Tally the lines of the material below that contain the string "covered", treating uppercase and lowercase as distinct. Reply with the number only.

Point-labeling examples
— Begin —

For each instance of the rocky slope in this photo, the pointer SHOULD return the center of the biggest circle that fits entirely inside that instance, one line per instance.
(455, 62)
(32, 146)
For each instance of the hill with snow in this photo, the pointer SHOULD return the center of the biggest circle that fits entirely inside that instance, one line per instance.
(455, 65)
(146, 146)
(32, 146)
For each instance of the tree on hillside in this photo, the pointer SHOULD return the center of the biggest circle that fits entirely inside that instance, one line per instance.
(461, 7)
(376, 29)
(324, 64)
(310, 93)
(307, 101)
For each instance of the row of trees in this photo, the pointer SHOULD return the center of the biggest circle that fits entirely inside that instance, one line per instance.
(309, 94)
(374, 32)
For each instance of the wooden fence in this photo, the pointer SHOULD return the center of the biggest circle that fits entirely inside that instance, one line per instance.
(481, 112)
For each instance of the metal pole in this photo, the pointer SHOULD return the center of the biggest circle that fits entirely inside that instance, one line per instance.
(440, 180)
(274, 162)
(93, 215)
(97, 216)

— End —
— Begin —

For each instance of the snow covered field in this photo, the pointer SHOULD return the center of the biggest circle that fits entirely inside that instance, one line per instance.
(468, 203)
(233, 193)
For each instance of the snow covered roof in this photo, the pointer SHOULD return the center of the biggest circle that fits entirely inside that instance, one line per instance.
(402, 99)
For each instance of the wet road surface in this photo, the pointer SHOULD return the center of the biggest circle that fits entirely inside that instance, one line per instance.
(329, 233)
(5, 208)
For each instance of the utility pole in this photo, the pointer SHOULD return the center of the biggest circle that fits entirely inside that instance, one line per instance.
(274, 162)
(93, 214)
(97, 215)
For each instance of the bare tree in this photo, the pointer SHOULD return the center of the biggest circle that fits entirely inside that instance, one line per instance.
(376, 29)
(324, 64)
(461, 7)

— End —

## [RESPONSE FOR THIS EXERCISE]
2